----- Excerpted data -----

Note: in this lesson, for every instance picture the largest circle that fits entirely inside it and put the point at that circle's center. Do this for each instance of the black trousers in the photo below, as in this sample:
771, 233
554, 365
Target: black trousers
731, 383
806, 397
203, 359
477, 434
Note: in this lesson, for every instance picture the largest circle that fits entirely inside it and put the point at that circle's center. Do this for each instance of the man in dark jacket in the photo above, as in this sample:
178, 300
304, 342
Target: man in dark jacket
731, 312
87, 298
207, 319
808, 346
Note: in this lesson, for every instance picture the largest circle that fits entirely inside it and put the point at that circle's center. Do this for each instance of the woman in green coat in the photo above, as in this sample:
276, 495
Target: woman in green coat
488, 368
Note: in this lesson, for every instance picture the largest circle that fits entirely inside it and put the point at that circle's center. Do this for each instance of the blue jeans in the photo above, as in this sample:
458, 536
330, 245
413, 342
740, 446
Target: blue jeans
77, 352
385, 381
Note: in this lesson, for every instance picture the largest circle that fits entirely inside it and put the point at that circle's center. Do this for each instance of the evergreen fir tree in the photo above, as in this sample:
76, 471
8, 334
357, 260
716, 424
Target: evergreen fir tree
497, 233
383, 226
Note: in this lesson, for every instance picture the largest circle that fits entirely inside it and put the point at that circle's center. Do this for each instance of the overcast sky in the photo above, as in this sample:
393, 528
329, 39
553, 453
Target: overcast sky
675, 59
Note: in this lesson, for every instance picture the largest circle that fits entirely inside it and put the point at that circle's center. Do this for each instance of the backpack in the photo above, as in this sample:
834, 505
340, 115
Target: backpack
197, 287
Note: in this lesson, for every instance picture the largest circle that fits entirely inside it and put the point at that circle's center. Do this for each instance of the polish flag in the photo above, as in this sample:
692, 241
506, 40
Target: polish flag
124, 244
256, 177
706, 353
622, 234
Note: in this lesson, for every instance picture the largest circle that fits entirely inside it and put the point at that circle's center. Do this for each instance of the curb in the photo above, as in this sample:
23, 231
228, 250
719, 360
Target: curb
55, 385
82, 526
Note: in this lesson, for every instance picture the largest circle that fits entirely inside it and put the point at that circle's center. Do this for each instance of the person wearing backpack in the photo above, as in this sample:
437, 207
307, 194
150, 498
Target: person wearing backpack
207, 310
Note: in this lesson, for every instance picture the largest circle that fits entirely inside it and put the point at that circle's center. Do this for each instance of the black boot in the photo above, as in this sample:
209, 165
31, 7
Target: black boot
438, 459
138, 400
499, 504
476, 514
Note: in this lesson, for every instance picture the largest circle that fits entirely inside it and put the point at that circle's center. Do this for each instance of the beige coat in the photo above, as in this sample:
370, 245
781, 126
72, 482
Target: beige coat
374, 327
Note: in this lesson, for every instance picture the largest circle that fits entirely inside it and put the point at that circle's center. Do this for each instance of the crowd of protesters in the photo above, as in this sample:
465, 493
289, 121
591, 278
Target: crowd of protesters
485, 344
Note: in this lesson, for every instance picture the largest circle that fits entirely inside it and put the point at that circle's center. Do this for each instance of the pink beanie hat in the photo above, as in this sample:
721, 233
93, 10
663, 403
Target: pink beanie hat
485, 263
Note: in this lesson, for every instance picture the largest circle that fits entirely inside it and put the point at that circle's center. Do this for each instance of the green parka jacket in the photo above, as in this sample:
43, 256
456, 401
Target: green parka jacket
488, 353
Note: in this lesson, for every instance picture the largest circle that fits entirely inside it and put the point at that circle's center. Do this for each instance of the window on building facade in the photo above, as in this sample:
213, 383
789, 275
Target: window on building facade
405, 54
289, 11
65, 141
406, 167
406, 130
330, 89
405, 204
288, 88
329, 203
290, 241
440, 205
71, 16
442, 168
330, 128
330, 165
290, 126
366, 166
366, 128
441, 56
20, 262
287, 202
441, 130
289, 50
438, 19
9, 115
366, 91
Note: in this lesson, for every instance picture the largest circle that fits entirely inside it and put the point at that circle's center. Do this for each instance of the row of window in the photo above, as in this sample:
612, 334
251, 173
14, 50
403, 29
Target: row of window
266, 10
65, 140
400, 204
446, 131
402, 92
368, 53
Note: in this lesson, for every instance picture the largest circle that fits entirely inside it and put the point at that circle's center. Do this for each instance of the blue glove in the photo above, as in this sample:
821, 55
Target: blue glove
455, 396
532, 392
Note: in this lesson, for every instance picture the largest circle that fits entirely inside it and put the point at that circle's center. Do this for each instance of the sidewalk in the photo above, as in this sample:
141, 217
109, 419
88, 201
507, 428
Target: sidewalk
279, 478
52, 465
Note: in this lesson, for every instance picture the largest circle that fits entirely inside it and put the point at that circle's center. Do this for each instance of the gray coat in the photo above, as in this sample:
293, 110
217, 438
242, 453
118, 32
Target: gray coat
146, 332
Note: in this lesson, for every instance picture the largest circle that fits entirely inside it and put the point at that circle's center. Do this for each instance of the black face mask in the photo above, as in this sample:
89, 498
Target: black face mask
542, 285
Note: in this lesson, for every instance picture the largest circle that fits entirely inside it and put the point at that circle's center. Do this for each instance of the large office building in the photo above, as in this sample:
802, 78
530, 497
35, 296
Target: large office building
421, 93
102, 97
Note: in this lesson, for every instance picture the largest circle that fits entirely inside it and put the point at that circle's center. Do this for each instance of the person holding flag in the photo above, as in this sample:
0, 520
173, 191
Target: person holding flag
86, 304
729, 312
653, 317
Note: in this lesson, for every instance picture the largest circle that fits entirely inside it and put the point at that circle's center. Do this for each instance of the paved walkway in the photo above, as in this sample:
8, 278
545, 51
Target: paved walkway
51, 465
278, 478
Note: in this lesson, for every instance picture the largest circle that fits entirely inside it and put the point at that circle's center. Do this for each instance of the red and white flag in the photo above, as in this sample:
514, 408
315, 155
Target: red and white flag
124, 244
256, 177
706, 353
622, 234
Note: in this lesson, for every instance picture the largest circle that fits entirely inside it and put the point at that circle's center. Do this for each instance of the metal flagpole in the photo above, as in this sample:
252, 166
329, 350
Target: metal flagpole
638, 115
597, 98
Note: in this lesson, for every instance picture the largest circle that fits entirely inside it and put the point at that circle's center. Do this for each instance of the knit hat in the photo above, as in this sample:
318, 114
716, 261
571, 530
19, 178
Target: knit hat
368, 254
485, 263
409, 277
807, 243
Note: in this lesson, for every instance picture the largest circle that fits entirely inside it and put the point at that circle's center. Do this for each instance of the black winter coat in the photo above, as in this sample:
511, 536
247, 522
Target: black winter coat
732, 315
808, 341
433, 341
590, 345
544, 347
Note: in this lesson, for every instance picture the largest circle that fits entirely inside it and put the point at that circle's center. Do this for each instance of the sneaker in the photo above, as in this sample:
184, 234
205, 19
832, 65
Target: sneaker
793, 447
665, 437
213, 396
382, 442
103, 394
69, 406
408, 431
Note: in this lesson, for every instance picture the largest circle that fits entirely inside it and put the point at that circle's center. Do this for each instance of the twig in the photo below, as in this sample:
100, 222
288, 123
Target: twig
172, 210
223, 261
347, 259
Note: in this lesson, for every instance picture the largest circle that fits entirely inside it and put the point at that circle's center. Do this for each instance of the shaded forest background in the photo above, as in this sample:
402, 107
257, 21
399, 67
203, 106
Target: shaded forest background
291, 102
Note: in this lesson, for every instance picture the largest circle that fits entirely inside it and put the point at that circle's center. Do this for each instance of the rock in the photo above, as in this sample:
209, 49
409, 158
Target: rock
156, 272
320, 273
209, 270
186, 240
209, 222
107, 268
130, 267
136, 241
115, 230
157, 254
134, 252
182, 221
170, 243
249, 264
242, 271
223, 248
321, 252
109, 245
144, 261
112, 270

-----

Written problem ->
Edit the material above so that every instance of "largest circle" becomes "biggest circle". Leave everything else unchanged.

Result below ->
Note: in this lesson, for every instance picture the biggest circle that fits entirely inside it and put the point at that circle's center. Do this for each instance of the black trousers in the photo below, as in this sample:
771, 233
554, 365
Target: black trousers
731, 383
806, 397
203, 359
477, 434
Note: in this lesson, for every instance picture the biggest circle that fits entirely inside it and put the point at that circle's center. Do this for each instance of the man in dark jacket in the photo above, as in this sample:
178, 300
304, 342
Target: man in dark jacket
731, 312
87, 298
207, 319
808, 346
Note: in this lesson, for every instance picture the biggest circle that fits entirely inside it and put the point at that circle's center. Do this for each instance of the woman in green coat in the photo above, as in this sample:
276, 495
Target: woman in green coat
488, 368
Note: in this lesson, for every instance picture the biggest circle that fits entirely inside it and put the point at that circle's center. Do this for each instance of the blue jeans in the photo above, as in this sample:
458, 536
330, 245
413, 342
740, 446
Target: blue jeans
77, 352
385, 381
Note: in this lesson, for every instance picture the biggest circle that fits entirely inside it and put the point at that circle's center. Do this for each instance of the evergreen fir tree in the photo above, as in this sample:
76, 471
8, 334
357, 260
716, 424
Target: evergreen fir tree
497, 233
383, 226
Note: in this lesson, for every instance picture the biggest circle that fits entirely inside it and put the point at that circle's center. Do this for each instance of the overcast sky in the photo above, as in this sample:
393, 528
329, 39
553, 453
Target: overcast sky
675, 59
Note: in this lesson, for every instance picture the biggest circle that fits entirely inside it and put the point at that circle's center. Do this for each instance of the backpack in the photo above, as in this sample:
834, 505
340, 115
Target: backpack
197, 287
Note: in this lesson, for every instance picture the biggest circle that fits entirely inside it and put the point at that circle's center. Do this for each instance of the polish flag in the photo above, as in this sample:
692, 241
506, 40
Target: polish flag
124, 244
256, 177
706, 353
622, 234
Note: in this lesson, for every instance picture the biggest circle that fits entirely inside it and put the point at that circle's center. Do this for each instance of the curb in the photo above, as in this sample:
23, 231
228, 250
719, 360
Target: curb
55, 385
82, 526
Note: in this lesson, for every instance picture the biggest circle that fits entirely inside it and put the point at that circle's center. Do this for each instance of the person wearing backpack in the photo above, as in this sample:
437, 207
307, 194
150, 498
Target: person wearing backpack
207, 310
Note: in this lesson, for every instance picture the biggest circle that fits entirely inside it and put the point at that circle's center. Do this for each instance of the black boot in the photo above, as in this sample:
209, 165
31, 7
Target: black boot
438, 459
138, 400
499, 504
476, 514
Note: in this lesson, for every instance picture the biggest circle that fits entirely inside it and put the point at that circle's center. Do this for each instance of the beige coat in the photo above, as in this sample:
370, 245
781, 126
72, 482
Target: beige coat
374, 327
Note: in this lesson, for every instance picture the biggest circle that fits entirely inside it and put the point at that circle's center. Do this for each instance of the crowd of protesters in the photo above, as in this sample:
465, 493
289, 121
591, 278
Target: crowd of protesters
485, 344
Note: in this lesson, for every instance picture the biggest circle that fits entirely inside it and put the point at that circle's center. Do this for each instance of the pink beanie hat in the photo above, as in this sample:
721, 233
93, 10
663, 403
Target: pink beanie hat
485, 263
Note: in this lesson, for every instance picture the biggest circle that fits entirely inside it and put the point at that circle's center. Do this for each instance of the green parka jacket in the photo above, as in this sample:
43, 256
456, 401
Target: green parka jacket
488, 353
Note: in this lesson, for every instance picture the biggest circle that fits entirely inside it and put the point at that circle's center. Do this for each instance of the window on building facade in the photo above, as in this sample:
213, 383
789, 275
Target: window on building facade
405, 54
289, 11
65, 141
406, 167
406, 130
330, 89
405, 204
288, 88
329, 203
290, 241
440, 205
71, 16
442, 168
330, 128
330, 165
290, 126
366, 166
366, 128
441, 56
20, 262
287, 202
441, 130
289, 50
438, 19
9, 115
366, 91
Note: in this lesson, for every instance picture the biggest circle that fits entirely inside it and put the point at that circle's center. Do this for each instance of the row of window in the photo above, as in this sample:
612, 334
251, 173
14, 50
403, 29
Target: row of window
266, 10
65, 140
400, 204
446, 131
402, 92
368, 53
Note: in this lesson, for every instance picture the biggest circle that fits entirely inside it and put the point at that circle's center. Do this for each instance of the blue glove in the photo above, as in this sample:
821, 55
Target: blue glove
455, 396
532, 392
Note: in this lesson, for every instance picture the biggest circle that fits entirely inside it and put the point at that circle's center. Do this for each instance of the sidewalk in the photo above, as in this sample:
141, 217
109, 419
88, 201
507, 428
Target: sidewalk
279, 478
52, 465
Note: in this lesson, for every instance picture the biggest circle that fits entirely inside it and put the point at that circle's center. Do this for each instance of the gray coat in the photo above, as in this sample:
293, 110
217, 438
242, 453
118, 32
Target: gray coat
146, 332
Note: in this lesson, for every instance picture the biggest circle that fits entirely inside it and put the point at that circle's center. Do this for each instance of the black face mask in the photo above, as in this sample:
89, 498
Target: black face mask
542, 285
Note: in this lesson, for every instance picture the biggest circle that fits entirely inside it and put the point at that circle's center. Do this for each instance of the large office building in the photo above, as in this sample:
802, 78
530, 497
35, 296
Target: large office building
421, 93
102, 97
Note: in this lesson, for every instance picture the biggest circle that fits entirely inside it and put the point at that circle's center. Do this for each instance of the person holding flag in the photo above, as in this sample:
0, 520
173, 191
Target: person holding flag
86, 304
729, 312
653, 317
Note: in this lesson, for every instance picture the biggest circle that fits entirely inside it and put the point at that circle's center. Do this for each instance of the paved walkway in the photo above, as in this sample:
8, 278
545, 51
Target: paved walkway
51, 465
278, 478
Note: in this lesson, for every instance picture the biggest circle that fits entirely inside it and put the point at that circle's center. Do this for each instance of the red and white flag in the photo above, as in this sample:
514, 408
315, 155
Target: red and white flag
124, 244
256, 177
706, 353
622, 234
Note: in this lesson, for every instance picture the biggest circle that fits entirely inside it and put the point at that circle's center. Do this for each instance of the metal flagpole in the photo above, as in this sample:
252, 166
329, 350
Target: metal flagpole
638, 115
597, 98
Note: in this lesson, for every instance picture the biggest circle that fits entirely inside it and put the point at that circle's center. Do this for each instance of the knit hat in the photo above, as in this sample:
318, 114
716, 261
571, 530
19, 178
Target: knit hat
368, 254
485, 263
409, 277
807, 243
Note: in this lesson, for every instance picture the biggest circle that fits entirely inside it and put the point at that circle's center. Do this for each instance of the black winter coat in the photo above, as in this sample:
511, 536
247, 522
Target: black winter coat
732, 315
808, 341
433, 341
590, 345
544, 347
Note: in this lesson, for every instance picture the biggest circle that fits entirely inside it and put the point at that circle's center. Do this for each instance of the sneaker in the photo above, as in this sample:
184, 234
205, 19
832, 65
Target: sneaker
793, 447
665, 437
213, 396
382, 442
103, 394
69, 406
408, 431
Note: in this lesson, for every instance picture the biggest circle that fits entirely inside it and put the point at that circle's center. Do this for each instance of the twig in the photo below, as in this sample:
100, 222
288, 123
Target: twig
172, 210
223, 261
347, 259
Note: in this lesson, for every instance picture the biggest circle that fits entirely inside it and put the point at that circle's center. Do this for each instance of the shaded forest background in the photo above, as in this sample:
402, 107
257, 21
399, 67
203, 106
Target: shaded forest background
291, 102
Note: in this lesson, for every instance picture the biggest circle that fits entirely inside it and put the point at that circle's center. Do this for each instance of the rock in the photo above, as in this sample:
209, 49
409, 158
Target: rock
156, 272
320, 273
209, 270
186, 240
209, 222
107, 268
130, 267
136, 241
115, 230
157, 254
134, 252
182, 221
170, 243
249, 264
242, 271
223, 248
321, 252
109, 245
144, 261
112, 270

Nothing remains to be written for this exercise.